• PROBLEM TO WORK ON
Reproduce word for word the part of the listing below that opens with the line containing "Label each instance of the young" and closes with the line containing "column 502, row 381", including both of those lines. Leave the pictures out of your answer.

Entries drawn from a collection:
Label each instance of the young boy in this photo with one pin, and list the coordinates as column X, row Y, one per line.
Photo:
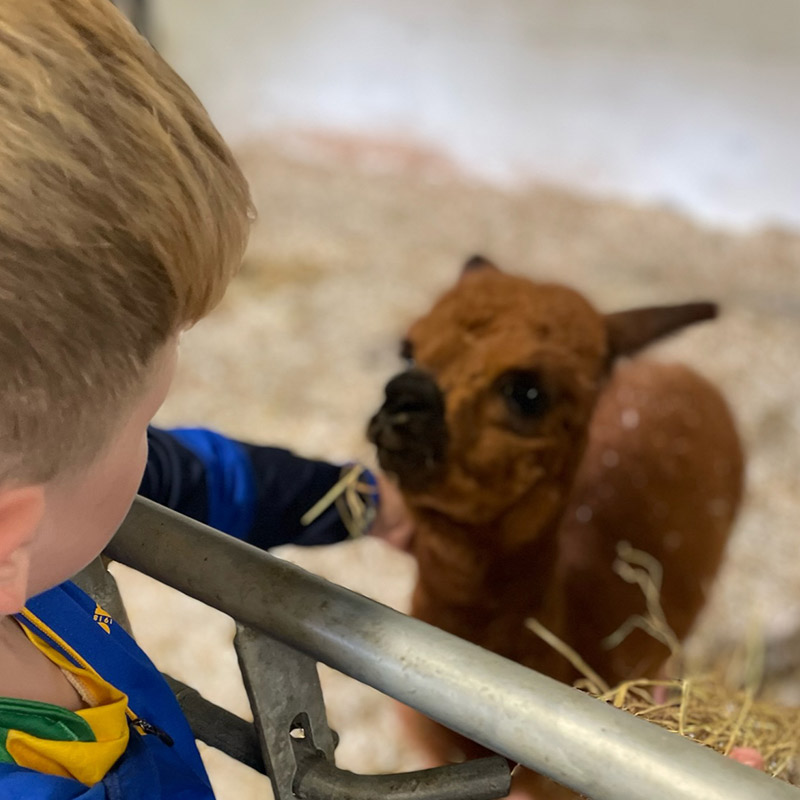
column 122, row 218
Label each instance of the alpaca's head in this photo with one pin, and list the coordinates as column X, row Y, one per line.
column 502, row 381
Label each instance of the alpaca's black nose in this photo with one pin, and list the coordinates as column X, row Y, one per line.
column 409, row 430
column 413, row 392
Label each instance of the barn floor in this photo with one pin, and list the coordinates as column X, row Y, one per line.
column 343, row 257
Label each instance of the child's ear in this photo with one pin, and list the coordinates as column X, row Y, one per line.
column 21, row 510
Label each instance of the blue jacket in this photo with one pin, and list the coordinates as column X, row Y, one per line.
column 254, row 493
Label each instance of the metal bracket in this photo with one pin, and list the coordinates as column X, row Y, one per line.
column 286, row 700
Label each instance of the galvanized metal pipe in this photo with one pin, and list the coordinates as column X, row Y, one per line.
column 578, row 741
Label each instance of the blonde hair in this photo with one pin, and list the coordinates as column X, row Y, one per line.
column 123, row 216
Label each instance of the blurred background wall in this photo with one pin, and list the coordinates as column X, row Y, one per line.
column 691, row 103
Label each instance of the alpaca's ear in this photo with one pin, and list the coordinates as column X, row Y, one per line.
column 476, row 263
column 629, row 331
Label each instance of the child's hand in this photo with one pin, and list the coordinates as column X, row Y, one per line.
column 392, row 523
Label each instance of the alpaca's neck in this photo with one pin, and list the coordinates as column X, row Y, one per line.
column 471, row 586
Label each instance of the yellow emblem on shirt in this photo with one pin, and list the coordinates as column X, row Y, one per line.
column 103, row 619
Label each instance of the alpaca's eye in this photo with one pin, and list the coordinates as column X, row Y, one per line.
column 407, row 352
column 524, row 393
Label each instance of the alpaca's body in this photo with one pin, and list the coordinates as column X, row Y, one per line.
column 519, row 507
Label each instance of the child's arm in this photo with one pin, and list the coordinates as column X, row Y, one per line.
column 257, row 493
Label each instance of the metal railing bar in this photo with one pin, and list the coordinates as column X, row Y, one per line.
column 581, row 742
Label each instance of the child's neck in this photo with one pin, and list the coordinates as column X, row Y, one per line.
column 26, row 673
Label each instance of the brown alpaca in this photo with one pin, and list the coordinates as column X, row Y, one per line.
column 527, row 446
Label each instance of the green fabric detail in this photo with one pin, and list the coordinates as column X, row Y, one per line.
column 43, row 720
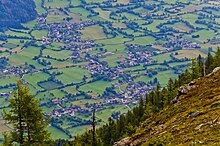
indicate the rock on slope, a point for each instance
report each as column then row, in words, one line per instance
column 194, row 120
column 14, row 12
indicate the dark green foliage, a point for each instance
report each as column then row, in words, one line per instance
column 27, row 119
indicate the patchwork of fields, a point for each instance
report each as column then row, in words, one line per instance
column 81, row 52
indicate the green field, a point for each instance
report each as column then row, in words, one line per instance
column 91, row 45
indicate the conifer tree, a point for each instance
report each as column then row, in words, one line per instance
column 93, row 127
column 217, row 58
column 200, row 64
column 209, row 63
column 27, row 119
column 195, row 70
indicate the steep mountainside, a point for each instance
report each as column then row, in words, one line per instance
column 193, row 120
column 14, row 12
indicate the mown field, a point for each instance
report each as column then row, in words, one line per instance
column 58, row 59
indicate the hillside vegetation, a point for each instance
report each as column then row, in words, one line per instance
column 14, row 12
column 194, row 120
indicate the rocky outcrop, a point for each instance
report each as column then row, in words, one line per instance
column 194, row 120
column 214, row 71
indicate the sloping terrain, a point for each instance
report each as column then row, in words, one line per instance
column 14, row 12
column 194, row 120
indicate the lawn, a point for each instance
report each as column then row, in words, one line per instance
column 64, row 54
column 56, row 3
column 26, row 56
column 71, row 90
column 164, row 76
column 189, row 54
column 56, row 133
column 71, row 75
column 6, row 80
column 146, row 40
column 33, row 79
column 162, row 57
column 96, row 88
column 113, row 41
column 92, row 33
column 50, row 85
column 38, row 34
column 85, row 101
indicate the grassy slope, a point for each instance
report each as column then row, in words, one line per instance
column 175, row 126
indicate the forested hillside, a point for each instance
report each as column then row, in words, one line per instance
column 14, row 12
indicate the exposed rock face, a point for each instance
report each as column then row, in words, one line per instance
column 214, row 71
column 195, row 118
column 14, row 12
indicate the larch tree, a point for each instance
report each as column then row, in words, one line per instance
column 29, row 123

==

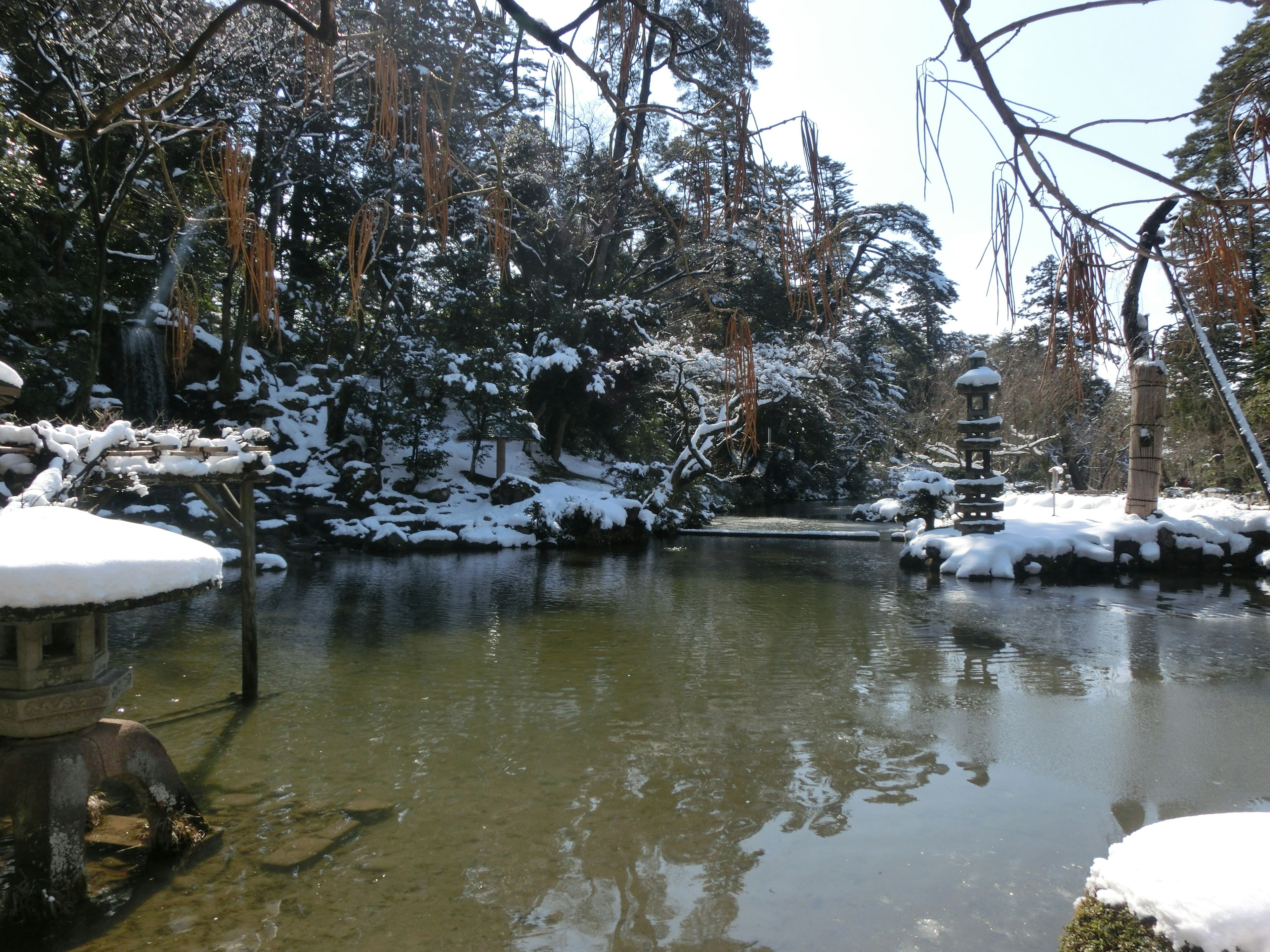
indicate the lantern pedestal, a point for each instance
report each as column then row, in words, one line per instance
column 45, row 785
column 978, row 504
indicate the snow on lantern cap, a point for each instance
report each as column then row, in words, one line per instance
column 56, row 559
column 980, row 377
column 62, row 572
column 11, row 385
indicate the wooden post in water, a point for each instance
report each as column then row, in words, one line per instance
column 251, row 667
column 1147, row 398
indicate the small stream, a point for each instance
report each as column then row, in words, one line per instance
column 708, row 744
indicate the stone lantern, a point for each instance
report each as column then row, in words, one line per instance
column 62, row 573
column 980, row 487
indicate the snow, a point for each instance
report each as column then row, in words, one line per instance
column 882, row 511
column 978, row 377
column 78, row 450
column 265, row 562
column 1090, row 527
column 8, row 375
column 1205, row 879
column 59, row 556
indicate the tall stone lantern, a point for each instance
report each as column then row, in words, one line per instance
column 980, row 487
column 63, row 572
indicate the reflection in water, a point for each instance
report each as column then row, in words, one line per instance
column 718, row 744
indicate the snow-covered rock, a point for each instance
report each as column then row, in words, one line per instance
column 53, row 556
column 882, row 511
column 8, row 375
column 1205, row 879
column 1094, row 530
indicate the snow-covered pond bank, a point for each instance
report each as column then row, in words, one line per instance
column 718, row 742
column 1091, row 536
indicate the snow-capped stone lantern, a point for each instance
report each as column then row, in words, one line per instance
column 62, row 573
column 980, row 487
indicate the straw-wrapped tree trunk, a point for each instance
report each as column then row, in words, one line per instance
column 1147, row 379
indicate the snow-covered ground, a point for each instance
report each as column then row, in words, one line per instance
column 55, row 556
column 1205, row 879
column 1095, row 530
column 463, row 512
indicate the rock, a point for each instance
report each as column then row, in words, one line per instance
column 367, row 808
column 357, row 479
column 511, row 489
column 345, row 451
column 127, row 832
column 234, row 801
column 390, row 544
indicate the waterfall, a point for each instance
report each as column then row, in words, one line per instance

---

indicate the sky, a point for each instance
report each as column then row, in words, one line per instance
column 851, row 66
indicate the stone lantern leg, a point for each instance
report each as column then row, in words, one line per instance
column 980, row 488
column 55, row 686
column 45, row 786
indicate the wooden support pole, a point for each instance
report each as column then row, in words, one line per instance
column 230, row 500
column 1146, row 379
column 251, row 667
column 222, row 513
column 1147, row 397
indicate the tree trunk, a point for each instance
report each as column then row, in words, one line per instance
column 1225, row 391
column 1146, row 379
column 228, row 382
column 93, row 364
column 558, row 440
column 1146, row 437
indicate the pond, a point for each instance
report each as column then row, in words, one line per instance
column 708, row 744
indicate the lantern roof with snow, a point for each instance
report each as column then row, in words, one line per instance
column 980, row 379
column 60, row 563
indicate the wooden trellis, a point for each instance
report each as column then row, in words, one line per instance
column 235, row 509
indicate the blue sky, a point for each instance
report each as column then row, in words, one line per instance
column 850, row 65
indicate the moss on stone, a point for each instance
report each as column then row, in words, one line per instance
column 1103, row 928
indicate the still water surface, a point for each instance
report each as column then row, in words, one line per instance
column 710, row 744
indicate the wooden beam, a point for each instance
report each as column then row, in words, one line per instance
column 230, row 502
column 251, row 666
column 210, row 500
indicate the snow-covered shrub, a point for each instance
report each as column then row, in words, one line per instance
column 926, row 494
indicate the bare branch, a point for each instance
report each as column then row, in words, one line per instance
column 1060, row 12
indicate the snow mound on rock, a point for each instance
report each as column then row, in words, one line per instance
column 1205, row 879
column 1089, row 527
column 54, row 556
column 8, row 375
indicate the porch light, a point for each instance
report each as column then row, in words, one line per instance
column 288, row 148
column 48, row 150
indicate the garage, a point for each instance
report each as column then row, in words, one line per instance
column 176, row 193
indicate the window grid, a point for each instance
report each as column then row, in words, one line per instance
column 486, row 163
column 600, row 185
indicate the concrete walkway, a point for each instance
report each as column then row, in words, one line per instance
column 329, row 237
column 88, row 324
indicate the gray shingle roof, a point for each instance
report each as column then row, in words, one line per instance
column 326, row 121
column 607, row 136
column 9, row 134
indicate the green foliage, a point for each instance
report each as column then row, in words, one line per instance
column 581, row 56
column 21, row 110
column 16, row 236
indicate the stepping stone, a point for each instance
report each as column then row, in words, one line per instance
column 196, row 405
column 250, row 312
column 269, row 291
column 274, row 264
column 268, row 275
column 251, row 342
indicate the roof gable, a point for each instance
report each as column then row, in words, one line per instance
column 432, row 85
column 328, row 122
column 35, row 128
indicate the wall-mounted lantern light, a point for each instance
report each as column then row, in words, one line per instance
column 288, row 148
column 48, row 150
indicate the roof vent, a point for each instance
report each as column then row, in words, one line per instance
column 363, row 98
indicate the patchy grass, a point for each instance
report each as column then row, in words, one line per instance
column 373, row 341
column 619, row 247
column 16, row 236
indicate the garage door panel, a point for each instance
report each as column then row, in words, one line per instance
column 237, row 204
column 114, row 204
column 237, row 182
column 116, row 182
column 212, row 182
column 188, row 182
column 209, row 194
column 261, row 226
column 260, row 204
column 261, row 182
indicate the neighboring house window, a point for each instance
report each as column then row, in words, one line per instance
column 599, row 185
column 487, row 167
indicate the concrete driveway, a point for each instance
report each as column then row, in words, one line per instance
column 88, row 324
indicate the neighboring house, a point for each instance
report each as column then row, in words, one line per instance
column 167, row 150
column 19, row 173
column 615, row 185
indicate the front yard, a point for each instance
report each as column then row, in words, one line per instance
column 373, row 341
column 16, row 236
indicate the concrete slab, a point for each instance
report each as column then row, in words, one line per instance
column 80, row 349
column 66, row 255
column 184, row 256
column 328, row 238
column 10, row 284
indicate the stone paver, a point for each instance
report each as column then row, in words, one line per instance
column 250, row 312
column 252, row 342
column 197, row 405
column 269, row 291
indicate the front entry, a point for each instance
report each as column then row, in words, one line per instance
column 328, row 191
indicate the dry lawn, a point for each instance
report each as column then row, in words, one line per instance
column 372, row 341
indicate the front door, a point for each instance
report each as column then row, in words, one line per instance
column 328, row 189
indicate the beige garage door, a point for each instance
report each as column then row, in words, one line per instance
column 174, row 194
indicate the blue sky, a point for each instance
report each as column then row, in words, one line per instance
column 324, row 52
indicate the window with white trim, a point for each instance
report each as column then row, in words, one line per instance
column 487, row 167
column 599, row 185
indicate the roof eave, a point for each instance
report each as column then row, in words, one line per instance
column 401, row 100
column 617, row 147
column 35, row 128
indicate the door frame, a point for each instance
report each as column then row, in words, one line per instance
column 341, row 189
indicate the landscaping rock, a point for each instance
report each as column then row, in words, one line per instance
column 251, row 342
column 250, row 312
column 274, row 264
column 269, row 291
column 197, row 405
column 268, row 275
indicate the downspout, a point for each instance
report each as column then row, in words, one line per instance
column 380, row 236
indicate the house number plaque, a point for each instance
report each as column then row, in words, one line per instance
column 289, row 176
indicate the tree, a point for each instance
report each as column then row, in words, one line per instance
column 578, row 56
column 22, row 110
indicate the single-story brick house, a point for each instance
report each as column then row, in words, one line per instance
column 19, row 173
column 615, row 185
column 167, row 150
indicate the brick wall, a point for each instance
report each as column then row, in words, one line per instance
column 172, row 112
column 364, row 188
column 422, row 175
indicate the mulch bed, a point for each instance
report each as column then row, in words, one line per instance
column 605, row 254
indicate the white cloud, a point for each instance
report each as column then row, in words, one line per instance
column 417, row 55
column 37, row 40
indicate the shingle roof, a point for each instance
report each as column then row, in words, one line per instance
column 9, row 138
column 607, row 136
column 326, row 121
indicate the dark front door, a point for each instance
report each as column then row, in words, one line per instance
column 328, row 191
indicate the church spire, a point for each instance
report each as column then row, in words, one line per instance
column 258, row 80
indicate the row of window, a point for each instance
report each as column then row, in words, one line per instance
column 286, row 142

• TASK RESULT
Label each instance of the young boy in this photo with one pin, and list the coordinates as column X, row Y, one per line.
Photo:
column 122, row 218
Label each instance of the alpaca's head in this photo with one pin, and list the coordinates as column X, row Y, one per line.
column 502, row 381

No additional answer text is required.